> Source text
== Segment start ==
There is a fine ring to this familiar quatrain of Mr. Longfellow, but it is nothing more than a musical cheat. It sounds like truth, but it is a lie. The lives of great men all remind us that they have made their own memory sublime, but they do not assure us at all that we can leave footprints like theirs behind us. If you do not believe it, go to the cemetery yonder. There they lie—ten thousand upturned faces—ten thousand breathless bosoms. There was a time when fire flashed in those vacant orbits, and warm ambitions pulsed in those bosoms. Dreams of fame and power once haunted those hollows skulls. Those little piles of bones that once were feet ran swiftly and determinedly through forty, fifty, sixty, seventy years of life; but where are the prints they left? "He lived—he died—he was buried"—is all that the headstone tells us. We move among the monuments, we see the sculpture, but no voice comes to us to say that the sleepers are remembered for any thing they ever did. Natural affection pays its tribute to its departed object, a generation passes by, the stone grows gray, and the man has ceased to be, and is to the world as if he had never lived. Why is it that no more have left a name behind them? Simply because they were not endowed by their Maker with the power to do it, and because the offices of life are mainly humble, requiring only humble powers for their fulfilment. The cemeteries of one hundred years hence will be like those of to-day. Of all those now in the schools of this country, dreaming of fame, not one in twenty thousand will be heard of then,—not one in twenty thousand will have left a footprint behind him.

Now I believe that a school, in order to be a good one, should be one that will fit men and women, in the best way, for the humble positions that the great mass of them must necessarily occupy in life. It is not necessary that boys and girls be taught any less than they are taught now. They should receive more practical knowledge than they do now, without a doubt, and less of that which is simply ornamental, but they cannot know too much. An intelligent gardener is better than a clod-hopper, and an educated nurse is better than an ignorant one; but if the gardener and the nurse have been spoiled for their business and their condition, by the sentiments which they have imbibed with their knowledge, they are made uncomfortable to themselves, and to those whom they serve. I do not care how much knowledge a man may have acquired in school, that school has been a curse to him if its influence has been to make him unhappy in his place, and to fill him with futile ambitions.

The country has great reason to lament the effect of the kind of instruction upon which I have remarked. The universal greed for office is nothing but an indication of the appetite for distinction which has been diligently fed from childhood. It is astonishing to see the rush for office on the occasion of the change of a State or National Administration. Men will leave quiet and remunerative employments, and subject themselves to mean humiliations, simply to get their names into a newspaper, and to achieve a little official importance and social distinction. This desire for distinction seems to run through the whole social body, as a kind of moral scrofula, developing itself in various ways, according to circumstances and peculiarities of constitution. The consequence is that politics have become the pursuit of small men, and we no longer have an opportunity to put the best men into office. The scramble for place among fools is so great and so successful, that men of dignity and modesty retire from the field in disgust. Everybody wants to "be something," and in order to be something, everybody must leave his proper place in the world, and assume a position which God never intended he should fill. Look in upon a State legislature once, and you will find sufficient illustration of my meaning. Not one man in five of the whole number possesses the first qualification for making the laws of a State, and half of them never read the constitution of the country. I mean no contempt for the good, honest men of whom our State legislatures are principally composed, but I wish simply to say that there is nothing in their quality of mind, habits of thought, intellectual power, or style of pursuits that fits them for the great and momentous functions of legislation. They are there, a set of "nobodies," mainly for the purpose of becoming "somebodies," and not for any object connected with the good of the State.
== Segment end ==
> Records supplied
== Segment start ==
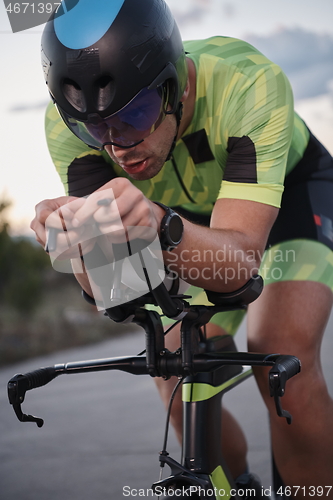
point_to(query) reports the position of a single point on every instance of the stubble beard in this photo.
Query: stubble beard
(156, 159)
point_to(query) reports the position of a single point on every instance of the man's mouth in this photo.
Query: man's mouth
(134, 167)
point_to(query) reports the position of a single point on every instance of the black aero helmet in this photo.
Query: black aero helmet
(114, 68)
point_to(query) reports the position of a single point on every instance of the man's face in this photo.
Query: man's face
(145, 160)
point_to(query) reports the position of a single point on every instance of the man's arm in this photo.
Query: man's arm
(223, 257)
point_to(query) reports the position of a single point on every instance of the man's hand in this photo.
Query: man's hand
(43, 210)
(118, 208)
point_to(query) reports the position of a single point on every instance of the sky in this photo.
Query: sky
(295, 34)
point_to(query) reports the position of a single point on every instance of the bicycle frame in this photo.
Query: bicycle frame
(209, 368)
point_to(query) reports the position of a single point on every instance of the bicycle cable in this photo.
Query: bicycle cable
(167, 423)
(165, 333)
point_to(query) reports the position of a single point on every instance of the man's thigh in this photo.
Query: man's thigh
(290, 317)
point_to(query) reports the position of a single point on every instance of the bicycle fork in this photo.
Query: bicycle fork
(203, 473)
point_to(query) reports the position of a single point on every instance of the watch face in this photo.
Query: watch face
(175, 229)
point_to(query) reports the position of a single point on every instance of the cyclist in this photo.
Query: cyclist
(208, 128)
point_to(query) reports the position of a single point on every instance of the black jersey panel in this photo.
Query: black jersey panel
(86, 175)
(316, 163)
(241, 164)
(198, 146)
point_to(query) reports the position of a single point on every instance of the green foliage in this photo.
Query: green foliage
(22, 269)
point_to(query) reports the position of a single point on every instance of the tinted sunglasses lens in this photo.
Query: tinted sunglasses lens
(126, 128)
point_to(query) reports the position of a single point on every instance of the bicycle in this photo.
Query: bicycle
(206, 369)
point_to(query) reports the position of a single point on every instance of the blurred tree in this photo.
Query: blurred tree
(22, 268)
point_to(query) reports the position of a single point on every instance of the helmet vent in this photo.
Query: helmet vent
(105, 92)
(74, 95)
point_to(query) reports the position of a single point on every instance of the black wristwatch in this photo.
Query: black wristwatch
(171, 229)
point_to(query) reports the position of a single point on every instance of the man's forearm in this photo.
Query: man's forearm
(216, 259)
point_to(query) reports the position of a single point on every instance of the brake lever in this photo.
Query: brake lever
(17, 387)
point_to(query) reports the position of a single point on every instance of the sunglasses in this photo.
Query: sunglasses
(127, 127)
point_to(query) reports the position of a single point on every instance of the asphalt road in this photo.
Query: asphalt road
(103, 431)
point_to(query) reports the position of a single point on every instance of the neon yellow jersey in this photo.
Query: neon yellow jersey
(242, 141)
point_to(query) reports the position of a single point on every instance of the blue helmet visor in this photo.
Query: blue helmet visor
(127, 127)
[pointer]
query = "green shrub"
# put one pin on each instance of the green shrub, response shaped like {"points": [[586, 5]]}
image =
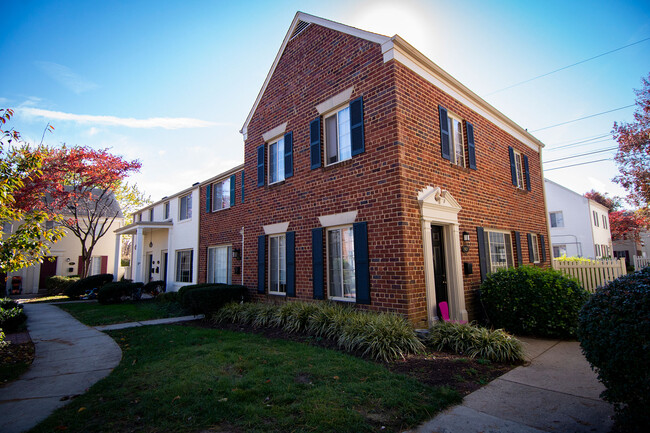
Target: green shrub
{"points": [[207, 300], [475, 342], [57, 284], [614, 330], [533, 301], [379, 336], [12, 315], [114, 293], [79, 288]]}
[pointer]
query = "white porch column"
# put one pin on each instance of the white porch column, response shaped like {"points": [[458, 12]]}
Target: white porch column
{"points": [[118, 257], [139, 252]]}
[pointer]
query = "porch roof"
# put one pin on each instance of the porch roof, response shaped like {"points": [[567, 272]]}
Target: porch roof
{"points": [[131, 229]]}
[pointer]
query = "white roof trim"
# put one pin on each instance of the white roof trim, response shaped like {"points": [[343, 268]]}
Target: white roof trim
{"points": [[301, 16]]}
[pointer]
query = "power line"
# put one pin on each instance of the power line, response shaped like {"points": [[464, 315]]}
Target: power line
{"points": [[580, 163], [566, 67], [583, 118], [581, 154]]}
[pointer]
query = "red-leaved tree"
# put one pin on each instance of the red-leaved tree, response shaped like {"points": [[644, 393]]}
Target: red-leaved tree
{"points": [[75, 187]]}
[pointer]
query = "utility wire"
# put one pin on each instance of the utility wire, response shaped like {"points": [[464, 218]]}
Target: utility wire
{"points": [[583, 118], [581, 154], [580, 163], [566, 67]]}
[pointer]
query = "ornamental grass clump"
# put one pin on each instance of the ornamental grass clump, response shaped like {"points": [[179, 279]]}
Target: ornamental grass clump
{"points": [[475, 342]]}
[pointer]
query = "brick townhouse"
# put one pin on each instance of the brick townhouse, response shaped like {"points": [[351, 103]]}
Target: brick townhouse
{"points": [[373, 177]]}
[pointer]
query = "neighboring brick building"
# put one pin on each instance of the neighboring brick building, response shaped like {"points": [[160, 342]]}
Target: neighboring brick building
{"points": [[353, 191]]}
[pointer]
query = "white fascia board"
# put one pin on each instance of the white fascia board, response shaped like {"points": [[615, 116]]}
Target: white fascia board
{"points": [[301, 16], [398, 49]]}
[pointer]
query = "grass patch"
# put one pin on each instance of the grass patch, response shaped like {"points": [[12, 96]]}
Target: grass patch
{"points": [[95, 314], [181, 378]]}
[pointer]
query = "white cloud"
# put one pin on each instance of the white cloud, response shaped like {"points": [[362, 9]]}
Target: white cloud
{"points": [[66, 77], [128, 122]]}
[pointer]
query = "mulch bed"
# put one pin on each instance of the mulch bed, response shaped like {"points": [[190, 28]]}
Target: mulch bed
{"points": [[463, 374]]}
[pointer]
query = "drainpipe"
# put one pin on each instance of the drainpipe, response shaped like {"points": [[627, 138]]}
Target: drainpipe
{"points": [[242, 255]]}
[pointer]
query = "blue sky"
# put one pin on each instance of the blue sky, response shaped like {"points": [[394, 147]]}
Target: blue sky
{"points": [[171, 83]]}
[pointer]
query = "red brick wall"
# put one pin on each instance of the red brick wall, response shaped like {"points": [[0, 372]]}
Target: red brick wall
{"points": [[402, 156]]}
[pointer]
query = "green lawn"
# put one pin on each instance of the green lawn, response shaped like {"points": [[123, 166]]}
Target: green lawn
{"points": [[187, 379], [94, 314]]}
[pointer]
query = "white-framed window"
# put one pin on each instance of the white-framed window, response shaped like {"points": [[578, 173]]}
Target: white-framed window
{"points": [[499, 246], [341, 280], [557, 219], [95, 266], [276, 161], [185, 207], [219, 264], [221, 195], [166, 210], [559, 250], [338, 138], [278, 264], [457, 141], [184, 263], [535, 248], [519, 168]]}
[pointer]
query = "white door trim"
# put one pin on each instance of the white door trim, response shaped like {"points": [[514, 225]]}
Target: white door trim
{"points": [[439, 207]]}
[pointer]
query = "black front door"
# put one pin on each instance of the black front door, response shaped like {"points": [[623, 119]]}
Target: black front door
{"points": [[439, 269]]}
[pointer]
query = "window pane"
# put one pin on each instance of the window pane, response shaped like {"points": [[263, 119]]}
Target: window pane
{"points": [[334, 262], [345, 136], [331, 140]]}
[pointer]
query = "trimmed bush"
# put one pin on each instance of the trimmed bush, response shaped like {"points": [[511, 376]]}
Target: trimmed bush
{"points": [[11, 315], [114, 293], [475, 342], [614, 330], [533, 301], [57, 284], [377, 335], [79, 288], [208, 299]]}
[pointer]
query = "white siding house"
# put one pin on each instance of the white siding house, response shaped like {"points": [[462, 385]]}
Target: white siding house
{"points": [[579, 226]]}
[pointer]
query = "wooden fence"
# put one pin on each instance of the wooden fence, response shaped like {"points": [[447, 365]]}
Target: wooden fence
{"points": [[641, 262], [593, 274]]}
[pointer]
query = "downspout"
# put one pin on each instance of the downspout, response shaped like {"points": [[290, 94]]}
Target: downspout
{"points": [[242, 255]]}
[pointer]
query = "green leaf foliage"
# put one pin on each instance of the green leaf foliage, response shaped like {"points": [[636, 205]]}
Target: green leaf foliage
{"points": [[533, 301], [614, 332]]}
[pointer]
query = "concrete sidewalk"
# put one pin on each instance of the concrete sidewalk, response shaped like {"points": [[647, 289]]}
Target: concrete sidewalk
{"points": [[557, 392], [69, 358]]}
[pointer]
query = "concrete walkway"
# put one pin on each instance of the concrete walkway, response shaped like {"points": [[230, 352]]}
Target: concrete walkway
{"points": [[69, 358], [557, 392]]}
== Segment end ==
> Problem to solve
According to the passage on fame and schooling, how many members of a State legislature possess the first qualification for making the laws of a State?

> Answer area
Not one man in five of the whole number.